» WHAT IS NEEDED
Only the lines that hold the word "positive" are wanted from this listing.

» DATASET

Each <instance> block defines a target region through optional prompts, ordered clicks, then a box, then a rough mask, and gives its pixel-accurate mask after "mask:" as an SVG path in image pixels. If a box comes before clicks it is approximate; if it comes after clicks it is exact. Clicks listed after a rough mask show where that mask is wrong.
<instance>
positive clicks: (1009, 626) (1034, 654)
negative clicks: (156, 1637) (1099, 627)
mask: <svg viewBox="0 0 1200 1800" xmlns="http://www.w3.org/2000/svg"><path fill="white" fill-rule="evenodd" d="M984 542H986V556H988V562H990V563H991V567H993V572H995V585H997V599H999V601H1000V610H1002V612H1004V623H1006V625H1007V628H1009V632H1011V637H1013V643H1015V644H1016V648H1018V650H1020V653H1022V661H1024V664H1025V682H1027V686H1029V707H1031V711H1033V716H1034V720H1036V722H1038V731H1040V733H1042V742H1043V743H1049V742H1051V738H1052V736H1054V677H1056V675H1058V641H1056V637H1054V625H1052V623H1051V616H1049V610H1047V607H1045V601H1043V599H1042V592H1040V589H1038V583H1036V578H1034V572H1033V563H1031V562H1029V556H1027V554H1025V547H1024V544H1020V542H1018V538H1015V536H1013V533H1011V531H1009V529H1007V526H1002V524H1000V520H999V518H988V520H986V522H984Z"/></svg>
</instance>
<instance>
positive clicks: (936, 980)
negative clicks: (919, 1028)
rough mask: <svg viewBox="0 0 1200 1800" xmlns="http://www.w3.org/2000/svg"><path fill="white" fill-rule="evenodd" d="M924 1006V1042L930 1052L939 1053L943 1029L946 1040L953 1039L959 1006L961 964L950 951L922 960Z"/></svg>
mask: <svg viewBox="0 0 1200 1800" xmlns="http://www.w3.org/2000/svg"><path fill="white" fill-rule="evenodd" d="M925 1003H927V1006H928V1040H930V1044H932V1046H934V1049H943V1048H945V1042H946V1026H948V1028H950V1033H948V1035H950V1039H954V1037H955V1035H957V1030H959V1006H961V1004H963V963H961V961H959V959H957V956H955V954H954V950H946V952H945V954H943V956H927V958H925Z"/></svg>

» OUTPUT
positive clicks: (1009, 626) (1034, 654)
positive clicks: (936, 980)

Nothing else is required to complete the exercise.